Problem to solve: Continue the forum post about the Elasticsearch log ingestion error from the point where it stops.

Reading text:
***

Issues ingesting log files with fresh installation

Hello. I'm hoping someone can please help me with an indexing issue that i'm having. I'm working with a fresh setup of ElasticSearch and Kibana. I have everything setup, Kibana loads, I can log in with security, and the status page shows everything in the green. I am now attempting to load logs into ElasticSearch for the first time so that an index can be created. I have an ingest pipeline all setup and an index template loaded. Upon trying to load a log file into Elastic, I'm seeing this error quite frequently in my elastic log:

[2020-05-20T14:49:01,948][INFO ][o.e.a.b.TransportShardBulkAction] [logs-node-1] [2020-05-18][0] mapping update rejected by primary
java.lang.IllegalArgumentException: mapper [source.geo.location] of different type, current_type [geo_point], merged_type [ObjectMapper]

Not sure if this is a show stopper issue, but an index isn't getting created thus far and this is the only error that I see.

***

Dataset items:

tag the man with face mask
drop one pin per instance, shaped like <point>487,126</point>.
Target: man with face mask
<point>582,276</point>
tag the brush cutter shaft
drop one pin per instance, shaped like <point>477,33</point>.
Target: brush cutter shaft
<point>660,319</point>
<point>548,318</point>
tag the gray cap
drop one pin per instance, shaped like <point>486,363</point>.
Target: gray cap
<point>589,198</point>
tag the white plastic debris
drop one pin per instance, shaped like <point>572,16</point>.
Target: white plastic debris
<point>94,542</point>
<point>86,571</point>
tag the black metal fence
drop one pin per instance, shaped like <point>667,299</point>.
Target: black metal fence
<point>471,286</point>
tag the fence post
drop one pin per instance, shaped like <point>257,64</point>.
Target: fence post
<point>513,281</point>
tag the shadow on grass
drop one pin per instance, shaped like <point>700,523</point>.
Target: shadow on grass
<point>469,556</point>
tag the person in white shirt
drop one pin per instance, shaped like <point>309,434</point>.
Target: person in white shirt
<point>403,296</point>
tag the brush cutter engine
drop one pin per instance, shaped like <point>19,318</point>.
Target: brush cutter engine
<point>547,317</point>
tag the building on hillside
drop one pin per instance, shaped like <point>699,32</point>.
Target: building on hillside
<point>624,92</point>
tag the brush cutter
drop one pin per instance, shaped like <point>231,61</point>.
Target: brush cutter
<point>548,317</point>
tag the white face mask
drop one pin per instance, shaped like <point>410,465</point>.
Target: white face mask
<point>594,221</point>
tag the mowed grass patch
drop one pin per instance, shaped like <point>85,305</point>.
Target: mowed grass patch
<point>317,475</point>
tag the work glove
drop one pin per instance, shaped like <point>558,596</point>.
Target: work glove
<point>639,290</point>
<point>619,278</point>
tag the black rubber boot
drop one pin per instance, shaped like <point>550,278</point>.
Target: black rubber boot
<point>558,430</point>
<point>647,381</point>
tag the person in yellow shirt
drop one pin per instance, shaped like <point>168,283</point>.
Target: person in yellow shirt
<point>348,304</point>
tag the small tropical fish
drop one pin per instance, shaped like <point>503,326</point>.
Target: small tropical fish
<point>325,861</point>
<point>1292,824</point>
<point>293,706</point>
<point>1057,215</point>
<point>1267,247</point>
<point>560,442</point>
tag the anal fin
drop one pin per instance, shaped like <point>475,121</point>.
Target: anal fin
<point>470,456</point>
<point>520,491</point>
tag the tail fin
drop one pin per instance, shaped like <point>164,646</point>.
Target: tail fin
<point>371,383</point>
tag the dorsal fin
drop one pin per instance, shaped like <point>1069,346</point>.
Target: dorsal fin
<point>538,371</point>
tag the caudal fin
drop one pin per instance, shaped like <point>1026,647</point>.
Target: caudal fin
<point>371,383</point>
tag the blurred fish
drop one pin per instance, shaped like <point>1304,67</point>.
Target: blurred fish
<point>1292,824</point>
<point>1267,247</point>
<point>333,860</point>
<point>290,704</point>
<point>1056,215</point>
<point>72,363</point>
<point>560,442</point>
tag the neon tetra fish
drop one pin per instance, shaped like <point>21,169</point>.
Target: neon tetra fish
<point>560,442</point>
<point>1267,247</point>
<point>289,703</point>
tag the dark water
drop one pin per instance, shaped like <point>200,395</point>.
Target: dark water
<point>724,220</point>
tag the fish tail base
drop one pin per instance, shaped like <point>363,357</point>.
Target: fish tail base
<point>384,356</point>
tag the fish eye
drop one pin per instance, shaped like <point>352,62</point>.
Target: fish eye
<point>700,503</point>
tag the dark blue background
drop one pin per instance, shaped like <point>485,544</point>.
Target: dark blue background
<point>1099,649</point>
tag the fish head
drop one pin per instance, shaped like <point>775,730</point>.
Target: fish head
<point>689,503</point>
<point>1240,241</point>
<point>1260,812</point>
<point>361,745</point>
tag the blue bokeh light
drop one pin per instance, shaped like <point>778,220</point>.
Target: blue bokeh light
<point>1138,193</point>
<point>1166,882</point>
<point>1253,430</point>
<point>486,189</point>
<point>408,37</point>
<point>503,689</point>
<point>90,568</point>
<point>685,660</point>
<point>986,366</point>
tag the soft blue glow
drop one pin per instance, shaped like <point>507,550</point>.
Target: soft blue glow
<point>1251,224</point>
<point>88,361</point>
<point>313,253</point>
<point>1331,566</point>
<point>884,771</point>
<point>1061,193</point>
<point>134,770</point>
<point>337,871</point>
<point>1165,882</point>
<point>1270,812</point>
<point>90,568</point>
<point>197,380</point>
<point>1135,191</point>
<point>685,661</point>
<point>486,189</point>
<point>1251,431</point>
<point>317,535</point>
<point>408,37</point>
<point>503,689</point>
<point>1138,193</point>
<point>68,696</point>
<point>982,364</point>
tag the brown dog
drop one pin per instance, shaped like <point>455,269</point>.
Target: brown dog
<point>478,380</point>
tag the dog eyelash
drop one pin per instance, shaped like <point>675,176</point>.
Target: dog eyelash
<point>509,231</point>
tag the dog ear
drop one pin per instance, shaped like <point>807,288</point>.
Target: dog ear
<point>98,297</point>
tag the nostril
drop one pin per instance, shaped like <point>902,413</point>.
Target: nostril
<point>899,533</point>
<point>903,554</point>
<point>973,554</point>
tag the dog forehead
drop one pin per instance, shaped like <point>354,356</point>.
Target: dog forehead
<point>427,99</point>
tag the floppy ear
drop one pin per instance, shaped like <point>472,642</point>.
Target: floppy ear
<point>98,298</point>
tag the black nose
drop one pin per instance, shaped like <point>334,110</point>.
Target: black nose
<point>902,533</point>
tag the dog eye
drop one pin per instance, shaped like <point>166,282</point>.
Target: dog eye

***

Reply:
Here is part of my ingest pipeline where this is defined:

{
          "geoip": {
            "field": "ClientIP",
            "target_field": "source.geo",
            "properties": [
              "ip",
              "country_name",
              "continent_name",
              "region_iso_code",
              "region_name",
              "city_name",
              "timezone",
              "location"
            ]
          }
        }

And here is part of my relevant index template:

"source.geo": {
        "properties": {
           "ip": {
              "type": "ip"
           },
           "postal_code": {
              "type": "keyword"
           },
           "location": {
              "type": "geo_point"
           },

My inbound log file has a "ClientIP" field that should be triggering this. Any ideas as to why the data type of "geo_point" is having issues here? Please let me know if you need any additional information to assist me with this. Thanks in advance!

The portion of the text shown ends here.